[Problem]
Using the listing below, keep only the lines with the word "positive" and copy them.

[Dataset]

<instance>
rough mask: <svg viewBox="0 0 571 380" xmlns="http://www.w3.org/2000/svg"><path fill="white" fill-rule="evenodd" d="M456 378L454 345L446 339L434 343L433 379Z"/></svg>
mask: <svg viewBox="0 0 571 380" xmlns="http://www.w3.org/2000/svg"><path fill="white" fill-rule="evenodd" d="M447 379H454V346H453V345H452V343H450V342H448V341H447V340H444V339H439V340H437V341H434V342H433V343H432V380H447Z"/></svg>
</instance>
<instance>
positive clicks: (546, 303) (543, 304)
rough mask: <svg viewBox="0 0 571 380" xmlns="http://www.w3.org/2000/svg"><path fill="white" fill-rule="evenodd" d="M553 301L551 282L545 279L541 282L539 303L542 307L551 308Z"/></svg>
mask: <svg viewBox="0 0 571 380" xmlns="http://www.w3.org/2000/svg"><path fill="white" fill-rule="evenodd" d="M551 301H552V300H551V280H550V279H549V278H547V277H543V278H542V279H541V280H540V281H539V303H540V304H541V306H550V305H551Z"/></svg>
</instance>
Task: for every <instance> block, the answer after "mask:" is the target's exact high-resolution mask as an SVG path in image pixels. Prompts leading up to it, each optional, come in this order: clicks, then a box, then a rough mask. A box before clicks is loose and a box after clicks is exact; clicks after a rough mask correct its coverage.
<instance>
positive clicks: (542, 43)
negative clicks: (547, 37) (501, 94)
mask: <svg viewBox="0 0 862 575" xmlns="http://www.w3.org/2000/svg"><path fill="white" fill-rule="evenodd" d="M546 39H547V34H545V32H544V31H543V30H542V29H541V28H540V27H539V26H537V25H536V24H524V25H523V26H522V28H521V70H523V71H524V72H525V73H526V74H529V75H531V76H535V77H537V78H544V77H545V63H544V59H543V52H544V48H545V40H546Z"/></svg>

[Task response]
positive clicks: (546, 303) (543, 304)
positive clicks: (542, 43)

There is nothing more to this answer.